◆ **解答すべき問題**
#1 ページ抜粋のうち、「上述の擬音語説も不自然でない。」から「(ロングマン、LDOCE6)」までの部分を一字一句そのまま書き写しなさい。
#2 ページ抜粋によると、“gush” の語源とされる中期英語の語は何か。
#3 ページ抜粋にある次の文を英語に訳しなさい:「“gush” には、自動詞・他動詞・名詞がある。」

◆ **ページ抜粋**
####

〜についてしゃべりまくる
調子に乗って、べらべら話す勢い。
夢中でしゃべり、深く考えていない様子。
どこか軽率で無責任な印象を伴う。
大して事情も知らないくせに、
自分の感情のまま、有頂天で話している。
そのためだろう、爆弾発言も期待でき、
大衆受けしたりする。
<芸能記事>によく出てくる “gush about”。
一般紙ではめったに目にしない。
べらべら話すだけの記事をむやみに載せない
メディアでは、敬遠される表現である。
◆ “gush” には、自動詞・他動詞・名詞がある。
【発音】 gʌ́ʃ
語源は、中期英語「噴出する」(guschen)。
擬音語説もある。
この語源のイメージが一貫するのが、
“gush” の特徴。
– 自動詞「噴出する」「ほとばしる」「まくし立てる」
– 他動詞「噴出させる」「まくし立てる」
– 名詞「噴出」「噴出した液体」「大げさな言動」
勢いよくほとばしる様子は、
上記の基本的意味すべて共通する。
ガーッと湧き出て “gush”。
上述の擬音語説も不自然でない。
同義語は「ラストスパート」の “spurt”。
“gush” は、堰を切ったように抑制できない
強い言動も示す。
“gush”
2. to express your praise, pleasure etc
in a way that other people think is too
strong.
(ロングマン、LDOCE6)
【発音】 gʌ́ʃ
※ 下線は引用者
- “the gush of tears”
(止めどなく流れる涙) - “the gush of blood”
(どくどく流れる血) - “a gush of rage”
(激高)
表題 “gush about” もこの流れ。
ここでは、自動詞の “gush”。
“about” は、関連の前置詞「~について」。
同じく関連の前置詞 “over“「~について」
を使うこともある。
“about” と “over” の違い
“over” の方が、長期間に及ぶ話題
に用いる場合が多い。

####

◆ **データセット抜粋**
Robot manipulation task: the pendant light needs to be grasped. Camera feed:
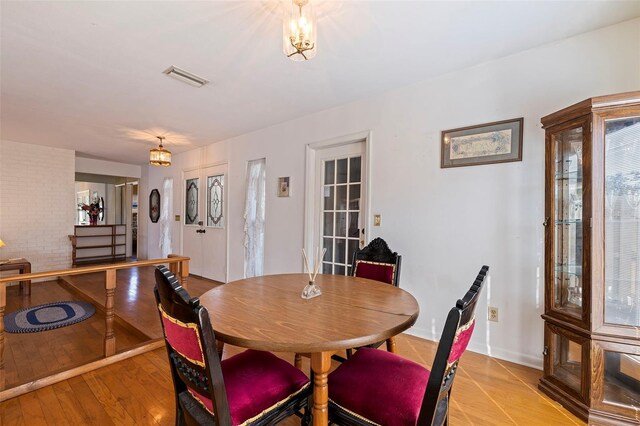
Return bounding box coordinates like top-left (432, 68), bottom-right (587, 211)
top-left (282, 0), bottom-right (318, 61)
top-left (149, 136), bottom-right (171, 167)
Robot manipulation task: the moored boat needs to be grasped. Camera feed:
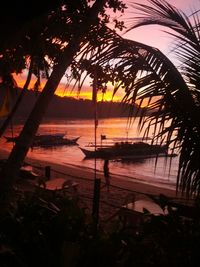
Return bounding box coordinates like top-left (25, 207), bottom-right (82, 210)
top-left (5, 134), bottom-right (80, 147)
top-left (79, 142), bottom-right (168, 159)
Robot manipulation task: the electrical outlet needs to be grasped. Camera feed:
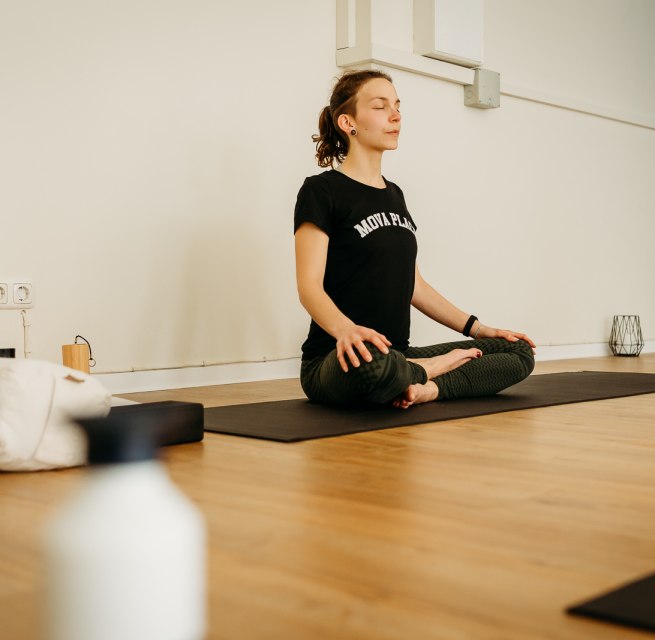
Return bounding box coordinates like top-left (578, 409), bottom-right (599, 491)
top-left (0, 277), bottom-right (34, 311)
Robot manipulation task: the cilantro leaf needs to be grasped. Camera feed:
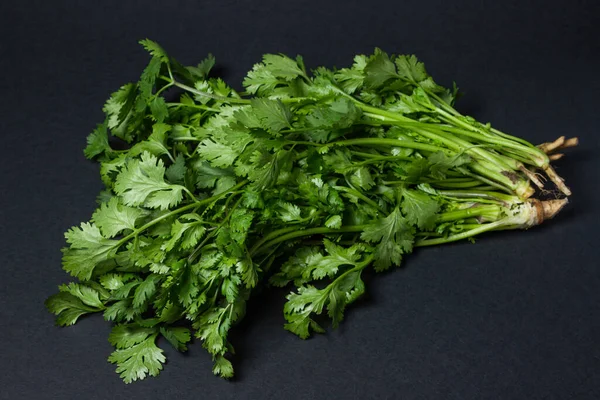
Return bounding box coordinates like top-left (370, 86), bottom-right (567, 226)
top-left (108, 333), bottom-right (166, 383)
top-left (44, 291), bottom-right (100, 326)
top-left (364, 49), bottom-right (398, 88)
top-left (252, 99), bottom-right (292, 134)
top-left (360, 208), bottom-right (414, 271)
top-left (115, 152), bottom-right (183, 210)
top-left (92, 197), bottom-right (145, 238)
top-left (83, 122), bottom-right (112, 160)
top-left (402, 189), bottom-right (440, 231)
top-left (62, 222), bottom-right (119, 280)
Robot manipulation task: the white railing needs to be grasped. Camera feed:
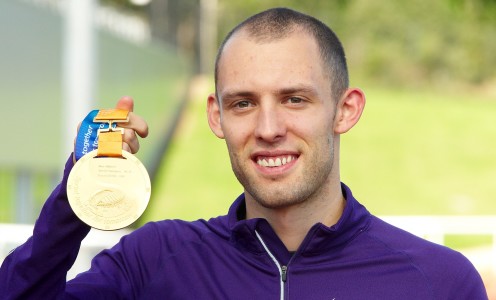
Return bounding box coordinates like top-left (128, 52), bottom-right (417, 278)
top-left (0, 216), bottom-right (496, 279)
top-left (0, 223), bottom-right (131, 279)
top-left (381, 216), bottom-right (496, 272)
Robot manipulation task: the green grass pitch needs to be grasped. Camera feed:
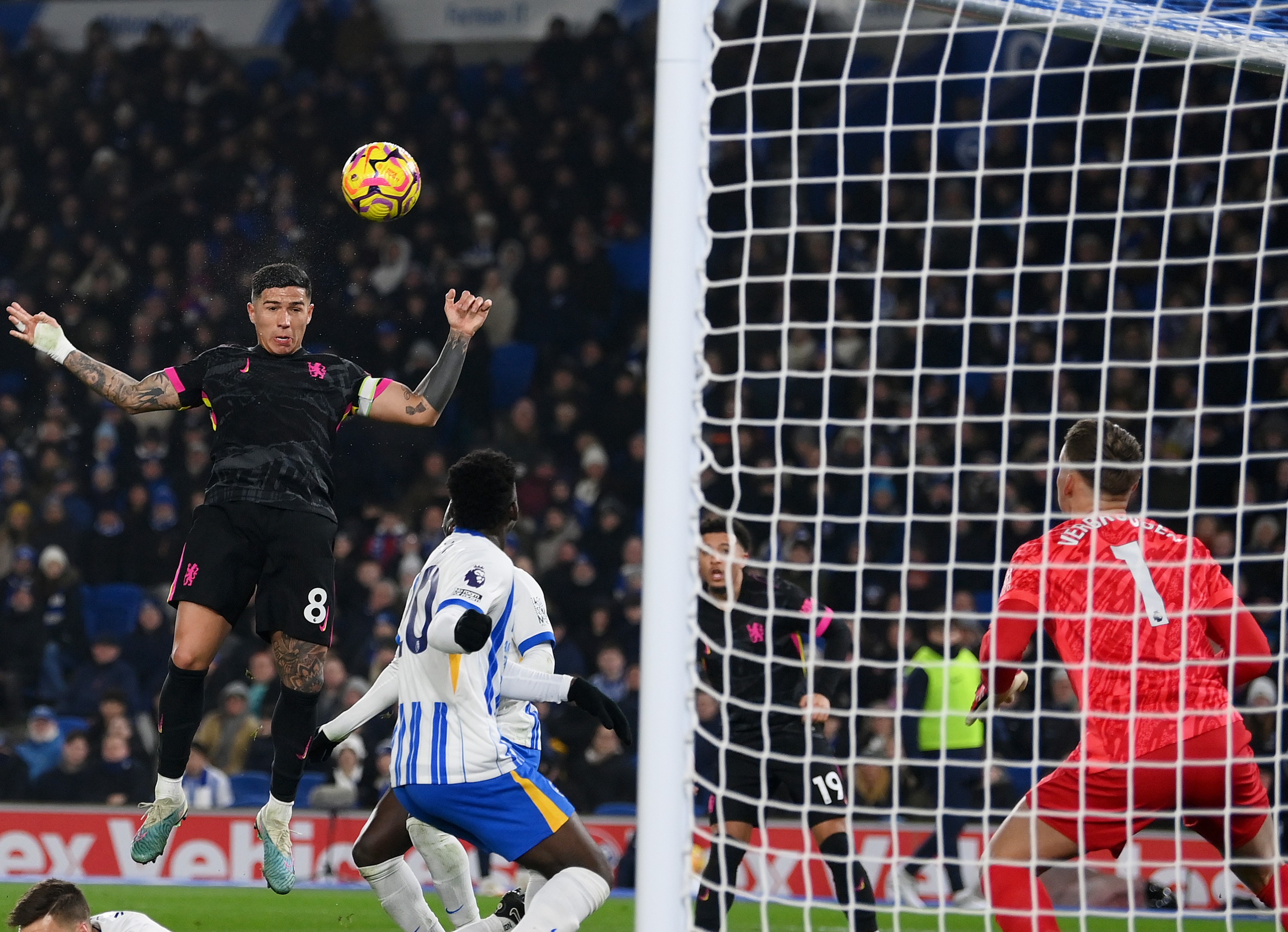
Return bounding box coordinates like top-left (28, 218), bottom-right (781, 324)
top-left (0, 883), bottom-right (1274, 932)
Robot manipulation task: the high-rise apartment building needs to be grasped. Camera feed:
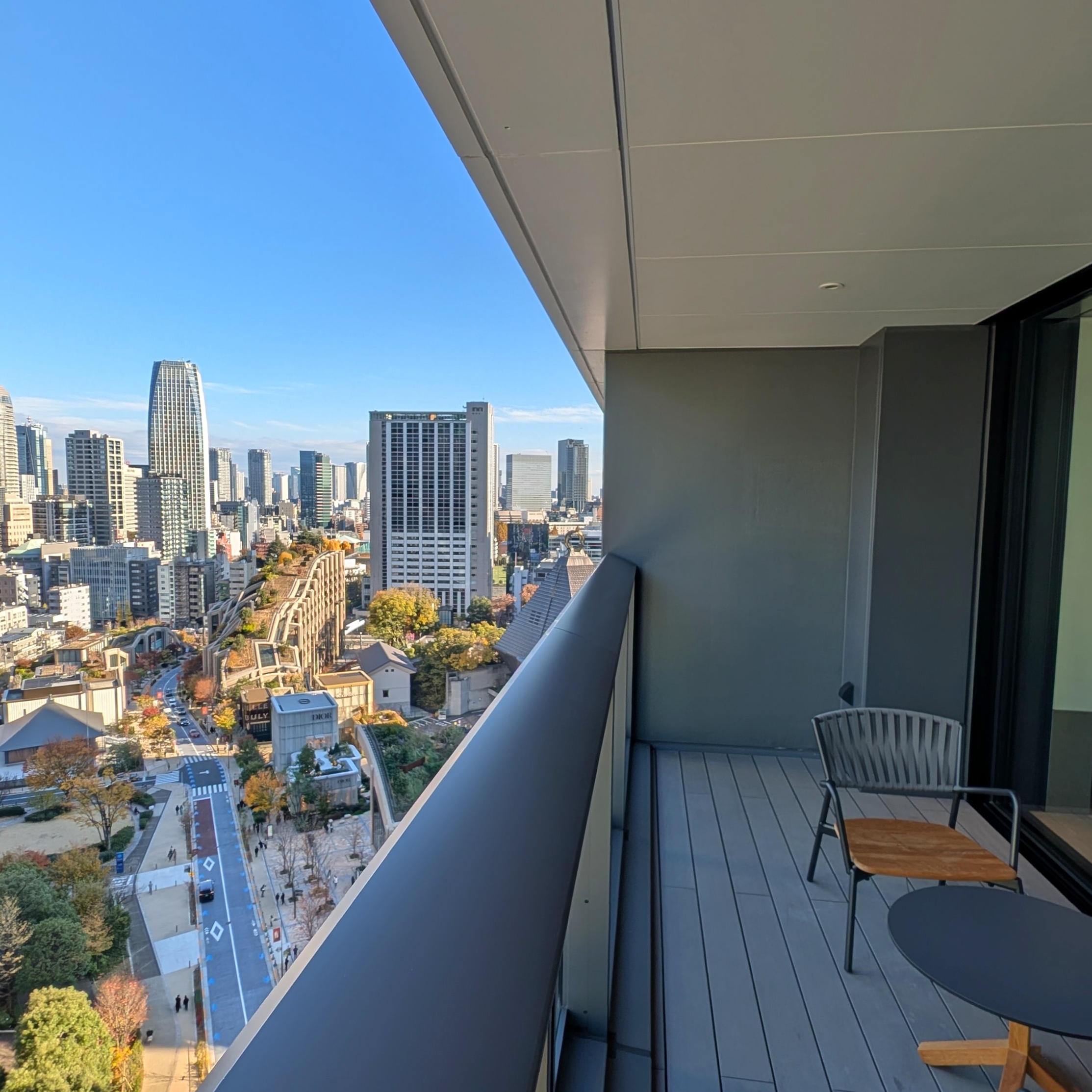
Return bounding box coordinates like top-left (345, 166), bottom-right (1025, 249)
top-left (148, 360), bottom-right (212, 548)
top-left (136, 474), bottom-right (191, 561)
top-left (505, 454), bottom-right (553, 511)
top-left (30, 494), bottom-right (95, 546)
top-left (64, 428), bottom-right (130, 546)
top-left (330, 463), bottom-right (348, 505)
top-left (557, 440), bottom-right (591, 511)
top-left (368, 402), bottom-right (497, 614)
top-left (0, 386), bottom-right (22, 500)
top-left (299, 451), bottom-right (334, 530)
top-left (15, 417), bottom-right (53, 499)
top-left (208, 448), bottom-right (232, 502)
top-left (247, 448), bottom-right (273, 508)
top-left (345, 463), bottom-right (368, 500)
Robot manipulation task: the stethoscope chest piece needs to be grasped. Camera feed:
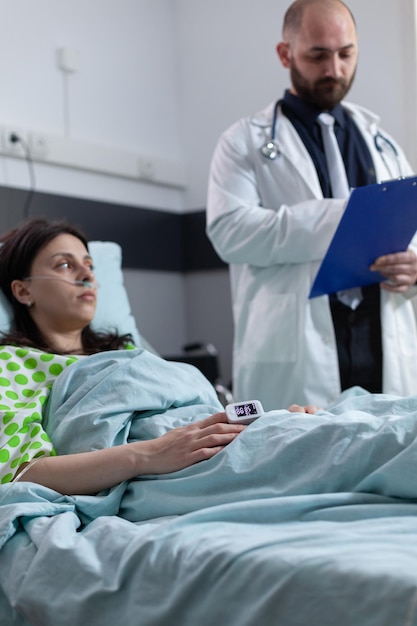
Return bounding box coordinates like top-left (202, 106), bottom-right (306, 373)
top-left (261, 139), bottom-right (279, 161)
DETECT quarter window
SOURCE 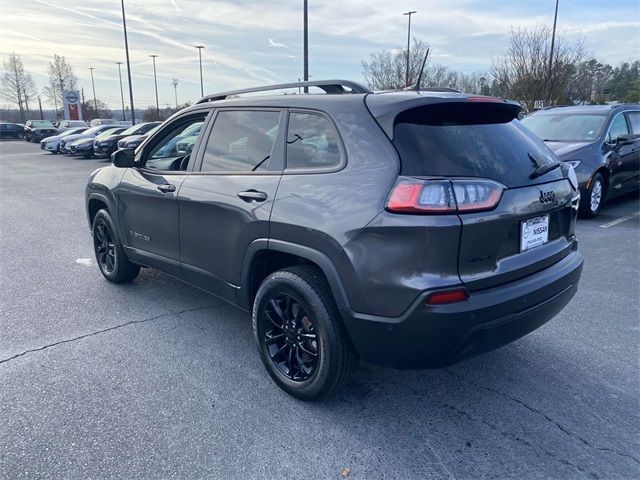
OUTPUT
[607,114,629,143]
[287,112,341,170]
[201,110,280,172]
[627,112,640,135]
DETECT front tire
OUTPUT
[252,266,358,400]
[92,209,140,283]
[580,173,606,218]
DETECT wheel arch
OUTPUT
[238,239,349,311]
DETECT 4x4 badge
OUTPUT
[540,190,556,203]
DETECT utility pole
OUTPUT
[149,53,160,119]
[195,45,204,97]
[116,62,127,122]
[302,0,309,93]
[403,10,420,87]
[171,78,178,110]
[545,0,559,105]
[89,67,98,111]
[120,0,136,125]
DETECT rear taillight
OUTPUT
[386,177,505,213]
[426,288,469,305]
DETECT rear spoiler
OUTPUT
[365,93,521,140]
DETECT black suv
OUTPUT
[522,104,640,218]
[86,81,583,399]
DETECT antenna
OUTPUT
[405,48,431,92]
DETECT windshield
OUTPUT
[32,120,55,128]
[522,113,607,142]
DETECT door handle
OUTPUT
[158,183,176,193]
[238,190,267,202]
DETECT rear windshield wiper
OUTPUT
[529,162,562,178]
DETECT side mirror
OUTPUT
[616,135,636,147]
[111,148,136,168]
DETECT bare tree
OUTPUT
[491,26,585,111]
[44,54,78,117]
[0,52,37,122]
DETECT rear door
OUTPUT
[178,109,284,302]
[393,102,577,290]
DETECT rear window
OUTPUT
[393,103,556,186]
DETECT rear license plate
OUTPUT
[520,215,549,252]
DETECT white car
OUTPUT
[40,125,88,153]
[59,124,121,153]
[57,120,89,132]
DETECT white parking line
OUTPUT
[600,212,640,228]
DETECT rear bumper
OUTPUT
[341,251,583,369]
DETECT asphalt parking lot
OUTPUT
[0,141,640,479]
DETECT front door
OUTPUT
[178,109,284,302]
[118,114,205,278]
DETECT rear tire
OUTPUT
[252,266,358,400]
[579,173,606,218]
[92,209,140,283]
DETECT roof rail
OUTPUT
[196,80,372,103]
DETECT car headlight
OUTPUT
[565,160,582,168]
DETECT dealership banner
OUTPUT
[62,90,82,120]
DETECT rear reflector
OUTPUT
[386,177,506,213]
[426,288,469,305]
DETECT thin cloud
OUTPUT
[267,38,289,48]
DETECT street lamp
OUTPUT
[302,0,309,93]
[171,78,178,110]
[194,45,204,97]
[121,0,136,125]
[89,67,98,111]
[116,62,127,122]
[149,54,160,119]
[403,10,418,87]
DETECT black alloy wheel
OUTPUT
[262,293,320,382]
[93,219,117,274]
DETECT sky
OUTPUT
[0,0,640,108]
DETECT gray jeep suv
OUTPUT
[86,80,583,400]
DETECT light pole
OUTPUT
[89,67,98,111]
[302,0,309,93]
[171,78,178,110]
[194,45,204,97]
[116,62,127,122]
[149,53,160,119]
[545,0,558,104]
[403,10,418,87]
[121,0,136,125]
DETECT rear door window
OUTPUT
[286,112,342,171]
[393,103,556,186]
[201,110,280,172]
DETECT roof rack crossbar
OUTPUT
[197,80,372,103]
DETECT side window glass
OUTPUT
[144,116,204,171]
[627,112,640,135]
[286,113,340,170]
[607,114,629,143]
[201,110,280,172]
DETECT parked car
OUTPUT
[118,123,162,150]
[522,104,640,218]
[56,120,89,132]
[0,122,24,139]
[60,125,122,153]
[40,125,89,154]
[24,120,58,142]
[93,122,161,157]
[67,127,127,158]
[86,80,583,400]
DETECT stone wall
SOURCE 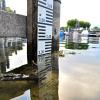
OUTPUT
[0,11,26,37]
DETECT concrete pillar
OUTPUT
[52,0,61,52]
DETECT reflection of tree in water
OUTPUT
[0,38,24,73]
[0,55,59,100]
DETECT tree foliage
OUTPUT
[92,26,100,31]
[67,19,91,28]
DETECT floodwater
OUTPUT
[0,37,100,100]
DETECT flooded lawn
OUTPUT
[0,37,100,100]
[59,36,100,100]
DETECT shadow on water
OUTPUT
[0,37,59,100]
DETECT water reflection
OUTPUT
[0,38,27,73]
[59,37,100,100]
[0,38,59,100]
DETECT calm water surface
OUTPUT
[0,37,100,100]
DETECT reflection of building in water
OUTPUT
[0,55,59,100]
[89,37,100,44]
[81,30,89,43]
[0,38,27,73]
[31,55,59,100]
[0,0,6,10]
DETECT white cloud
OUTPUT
[6,0,27,15]
[61,0,100,26]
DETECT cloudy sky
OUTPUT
[6,0,100,26]
[61,0,100,26]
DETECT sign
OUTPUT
[37,0,53,55]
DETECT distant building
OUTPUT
[0,0,6,10]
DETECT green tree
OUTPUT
[67,19,78,28]
[92,26,100,31]
[67,19,91,28]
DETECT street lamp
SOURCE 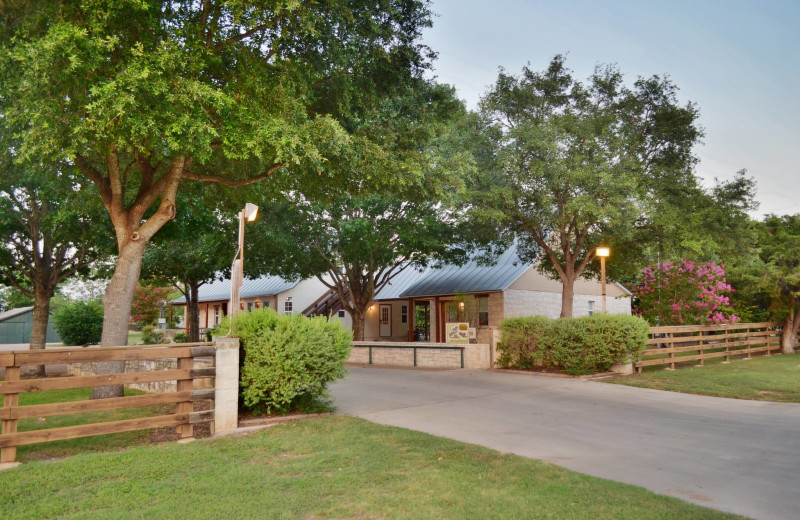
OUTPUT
[594,246,611,314]
[228,202,258,319]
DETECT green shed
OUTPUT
[0,307,61,344]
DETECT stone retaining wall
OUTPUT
[347,343,491,368]
[68,357,214,393]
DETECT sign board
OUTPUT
[444,322,469,343]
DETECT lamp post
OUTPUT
[594,246,611,314]
[228,202,258,318]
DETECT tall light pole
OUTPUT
[228,202,258,318]
[594,246,611,314]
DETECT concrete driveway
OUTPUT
[331,367,800,519]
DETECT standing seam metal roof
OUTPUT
[375,246,533,301]
[172,276,300,304]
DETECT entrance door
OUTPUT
[378,305,392,338]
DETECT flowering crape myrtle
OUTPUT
[633,259,739,325]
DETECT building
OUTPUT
[172,276,328,329]
[173,247,631,343]
[364,247,631,343]
[0,307,61,344]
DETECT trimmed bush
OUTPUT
[546,314,650,375]
[214,309,353,414]
[142,325,164,345]
[498,314,650,375]
[172,332,190,343]
[53,301,103,346]
[497,316,553,370]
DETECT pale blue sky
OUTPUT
[425,0,800,217]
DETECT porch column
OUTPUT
[408,300,414,341]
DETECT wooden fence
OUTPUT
[635,323,781,373]
[0,343,216,463]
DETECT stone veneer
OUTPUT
[347,343,491,368]
[69,357,214,393]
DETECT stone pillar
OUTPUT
[489,326,500,368]
[214,338,239,433]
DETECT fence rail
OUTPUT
[635,322,781,373]
[0,343,216,463]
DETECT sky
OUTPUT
[424,0,800,218]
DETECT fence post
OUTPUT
[175,357,194,439]
[0,366,19,465]
[723,327,731,363]
[214,338,239,433]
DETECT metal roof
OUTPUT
[0,307,33,321]
[375,246,533,300]
[172,276,300,305]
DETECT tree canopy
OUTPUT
[0,0,432,396]
[476,56,702,316]
[248,81,470,339]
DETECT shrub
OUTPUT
[53,301,103,345]
[632,260,739,325]
[545,314,650,375]
[142,325,164,345]
[497,316,553,370]
[215,309,352,413]
[497,314,650,375]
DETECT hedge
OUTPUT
[214,309,353,414]
[497,314,650,375]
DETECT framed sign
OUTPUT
[444,322,469,343]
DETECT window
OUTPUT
[478,296,489,327]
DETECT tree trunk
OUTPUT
[91,240,147,399]
[559,278,575,318]
[781,309,800,354]
[30,284,51,377]
[186,285,200,342]
[350,310,367,341]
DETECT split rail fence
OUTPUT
[635,322,781,373]
[0,343,216,463]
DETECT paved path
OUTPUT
[331,367,800,520]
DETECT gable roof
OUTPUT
[0,307,33,321]
[172,276,300,305]
[375,245,533,301]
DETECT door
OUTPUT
[378,305,392,338]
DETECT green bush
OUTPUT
[53,301,103,345]
[172,332,191,343]
[142,325,164,345]
[497,316,553,370]
[497,314,650,375]
[214,309,352,413]
[545,314,650,375]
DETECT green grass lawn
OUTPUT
[603,354,800,403]
[12,388,174,462]
[0,416,735,520]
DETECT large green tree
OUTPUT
[475,56,702,317]
[142,190,236,341]
[730,214,800,354]
[0,0,438,397]
[253,80,470,340]
[0,160,112,375]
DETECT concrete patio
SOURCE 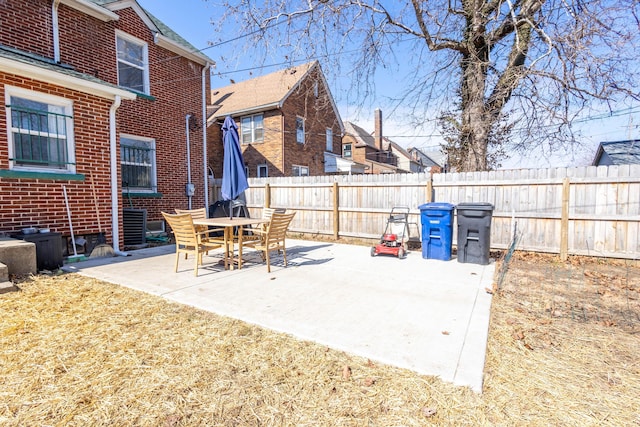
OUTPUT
[64,240,494,392]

####

◆ **演習の解答**
#1
上述の擬音語説も不自然でない。
同義語は「ラストスパート」の “spurt”。
“gush” は、堰を切ったように抑制できない
強い言動も示す。
“gush”
2. to express your praise, pleasure etc
in a way that other people think is too
strong.
(ロングマン、LDOCE6)

#2 guschen(「噴出する」)である。

#3 The word “gush” can be an intransitive verb, a transitive verb, or a noun.